▸ Problem description
In the data below, how many lines contain the word "painted"? Reply with the number alone.

Point annotation dataset records:
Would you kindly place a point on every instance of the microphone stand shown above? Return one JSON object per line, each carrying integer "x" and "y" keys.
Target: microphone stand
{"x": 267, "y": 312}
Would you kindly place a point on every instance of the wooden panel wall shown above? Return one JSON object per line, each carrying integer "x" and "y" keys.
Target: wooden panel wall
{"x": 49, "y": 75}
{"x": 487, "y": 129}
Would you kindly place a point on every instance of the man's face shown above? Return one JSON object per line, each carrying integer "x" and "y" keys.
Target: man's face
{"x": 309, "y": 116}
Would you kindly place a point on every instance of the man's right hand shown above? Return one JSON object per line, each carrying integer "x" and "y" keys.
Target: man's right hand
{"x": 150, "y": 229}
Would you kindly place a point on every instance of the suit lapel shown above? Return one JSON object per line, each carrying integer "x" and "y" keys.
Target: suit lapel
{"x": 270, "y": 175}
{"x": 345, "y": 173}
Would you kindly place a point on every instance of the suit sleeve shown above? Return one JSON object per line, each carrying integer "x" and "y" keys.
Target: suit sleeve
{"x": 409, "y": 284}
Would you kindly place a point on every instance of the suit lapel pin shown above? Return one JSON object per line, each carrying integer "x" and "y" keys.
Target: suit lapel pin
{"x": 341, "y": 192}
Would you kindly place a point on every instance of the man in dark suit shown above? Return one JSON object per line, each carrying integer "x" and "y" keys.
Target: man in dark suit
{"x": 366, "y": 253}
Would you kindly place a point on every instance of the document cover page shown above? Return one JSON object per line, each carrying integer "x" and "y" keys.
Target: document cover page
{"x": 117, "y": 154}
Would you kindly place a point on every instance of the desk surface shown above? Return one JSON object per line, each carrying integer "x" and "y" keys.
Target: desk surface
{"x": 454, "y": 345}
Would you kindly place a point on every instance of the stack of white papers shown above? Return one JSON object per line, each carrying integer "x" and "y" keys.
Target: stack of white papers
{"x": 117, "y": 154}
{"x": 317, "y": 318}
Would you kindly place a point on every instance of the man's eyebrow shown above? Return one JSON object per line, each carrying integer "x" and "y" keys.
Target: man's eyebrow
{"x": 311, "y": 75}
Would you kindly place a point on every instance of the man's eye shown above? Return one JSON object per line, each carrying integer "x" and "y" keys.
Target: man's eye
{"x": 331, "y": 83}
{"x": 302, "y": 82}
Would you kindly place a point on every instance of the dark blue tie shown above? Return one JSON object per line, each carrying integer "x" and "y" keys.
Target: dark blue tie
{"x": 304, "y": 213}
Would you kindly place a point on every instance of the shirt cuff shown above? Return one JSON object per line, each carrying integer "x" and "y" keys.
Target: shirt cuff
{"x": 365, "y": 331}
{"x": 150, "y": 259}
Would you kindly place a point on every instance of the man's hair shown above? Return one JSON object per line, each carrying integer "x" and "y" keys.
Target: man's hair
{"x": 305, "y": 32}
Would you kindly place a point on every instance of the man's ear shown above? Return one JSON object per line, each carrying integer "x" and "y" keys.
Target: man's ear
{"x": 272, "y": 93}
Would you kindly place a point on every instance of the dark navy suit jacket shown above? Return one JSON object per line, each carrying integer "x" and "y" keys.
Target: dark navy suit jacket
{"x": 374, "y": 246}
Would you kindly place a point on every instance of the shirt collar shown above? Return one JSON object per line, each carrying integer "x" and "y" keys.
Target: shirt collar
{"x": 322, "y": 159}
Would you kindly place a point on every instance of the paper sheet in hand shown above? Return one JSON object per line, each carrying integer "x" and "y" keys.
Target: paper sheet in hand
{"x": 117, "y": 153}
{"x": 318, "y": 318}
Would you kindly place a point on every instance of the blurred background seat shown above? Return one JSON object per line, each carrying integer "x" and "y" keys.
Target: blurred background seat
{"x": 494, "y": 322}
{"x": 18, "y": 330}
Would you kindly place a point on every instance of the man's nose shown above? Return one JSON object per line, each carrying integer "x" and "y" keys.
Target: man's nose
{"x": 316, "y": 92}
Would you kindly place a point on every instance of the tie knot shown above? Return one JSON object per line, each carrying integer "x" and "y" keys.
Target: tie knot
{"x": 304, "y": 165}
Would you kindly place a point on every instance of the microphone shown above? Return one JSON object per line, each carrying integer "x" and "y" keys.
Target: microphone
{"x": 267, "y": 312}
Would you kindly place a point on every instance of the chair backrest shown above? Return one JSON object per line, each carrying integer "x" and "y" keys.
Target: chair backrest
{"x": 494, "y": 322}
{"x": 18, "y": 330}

==

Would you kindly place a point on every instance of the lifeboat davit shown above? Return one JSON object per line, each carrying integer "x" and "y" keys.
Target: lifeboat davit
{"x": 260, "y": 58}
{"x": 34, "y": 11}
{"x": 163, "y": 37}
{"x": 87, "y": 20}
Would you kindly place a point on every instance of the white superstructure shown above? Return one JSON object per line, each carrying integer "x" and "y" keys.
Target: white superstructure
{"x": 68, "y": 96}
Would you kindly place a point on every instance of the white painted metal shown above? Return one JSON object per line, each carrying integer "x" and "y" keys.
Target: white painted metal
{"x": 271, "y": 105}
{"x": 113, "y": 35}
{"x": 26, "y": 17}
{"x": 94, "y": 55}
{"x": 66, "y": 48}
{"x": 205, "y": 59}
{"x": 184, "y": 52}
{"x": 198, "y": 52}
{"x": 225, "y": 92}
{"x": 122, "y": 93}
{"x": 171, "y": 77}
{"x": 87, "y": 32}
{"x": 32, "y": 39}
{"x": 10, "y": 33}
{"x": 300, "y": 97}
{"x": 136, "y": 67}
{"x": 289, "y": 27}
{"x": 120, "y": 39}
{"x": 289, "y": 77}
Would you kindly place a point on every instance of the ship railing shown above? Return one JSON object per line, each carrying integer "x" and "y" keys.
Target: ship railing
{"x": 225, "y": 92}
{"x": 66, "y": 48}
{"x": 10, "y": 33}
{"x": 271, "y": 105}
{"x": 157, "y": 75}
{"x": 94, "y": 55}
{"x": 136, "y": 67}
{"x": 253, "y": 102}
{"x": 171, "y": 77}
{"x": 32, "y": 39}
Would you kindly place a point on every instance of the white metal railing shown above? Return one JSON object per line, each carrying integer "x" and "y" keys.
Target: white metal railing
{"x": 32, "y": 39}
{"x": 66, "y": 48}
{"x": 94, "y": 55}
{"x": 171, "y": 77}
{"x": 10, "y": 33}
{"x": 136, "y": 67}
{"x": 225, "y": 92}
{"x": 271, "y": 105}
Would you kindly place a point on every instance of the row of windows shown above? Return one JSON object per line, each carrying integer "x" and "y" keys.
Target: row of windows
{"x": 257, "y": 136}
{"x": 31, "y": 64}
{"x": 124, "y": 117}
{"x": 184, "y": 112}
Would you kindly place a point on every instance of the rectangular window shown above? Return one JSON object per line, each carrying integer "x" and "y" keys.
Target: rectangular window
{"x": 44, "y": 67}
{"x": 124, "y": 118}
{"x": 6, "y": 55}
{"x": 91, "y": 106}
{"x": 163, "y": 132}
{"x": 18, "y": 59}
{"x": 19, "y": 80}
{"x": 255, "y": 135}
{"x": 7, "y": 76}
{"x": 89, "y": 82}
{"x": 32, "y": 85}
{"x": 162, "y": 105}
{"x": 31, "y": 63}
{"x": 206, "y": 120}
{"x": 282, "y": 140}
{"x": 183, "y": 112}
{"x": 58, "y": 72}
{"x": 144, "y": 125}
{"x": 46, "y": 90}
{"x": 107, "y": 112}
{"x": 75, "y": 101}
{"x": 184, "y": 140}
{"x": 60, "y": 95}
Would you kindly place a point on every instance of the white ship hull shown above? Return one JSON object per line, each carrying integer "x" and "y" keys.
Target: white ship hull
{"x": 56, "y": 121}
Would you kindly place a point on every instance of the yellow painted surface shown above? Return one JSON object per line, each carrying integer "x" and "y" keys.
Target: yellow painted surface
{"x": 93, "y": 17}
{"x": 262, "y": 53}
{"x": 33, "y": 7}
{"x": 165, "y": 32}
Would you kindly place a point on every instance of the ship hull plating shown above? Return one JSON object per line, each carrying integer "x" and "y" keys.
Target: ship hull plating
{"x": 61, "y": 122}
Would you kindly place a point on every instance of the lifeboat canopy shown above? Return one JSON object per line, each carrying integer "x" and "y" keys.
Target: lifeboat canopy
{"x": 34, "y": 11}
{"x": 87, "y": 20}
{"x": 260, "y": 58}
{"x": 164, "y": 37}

▸ Output for this task
4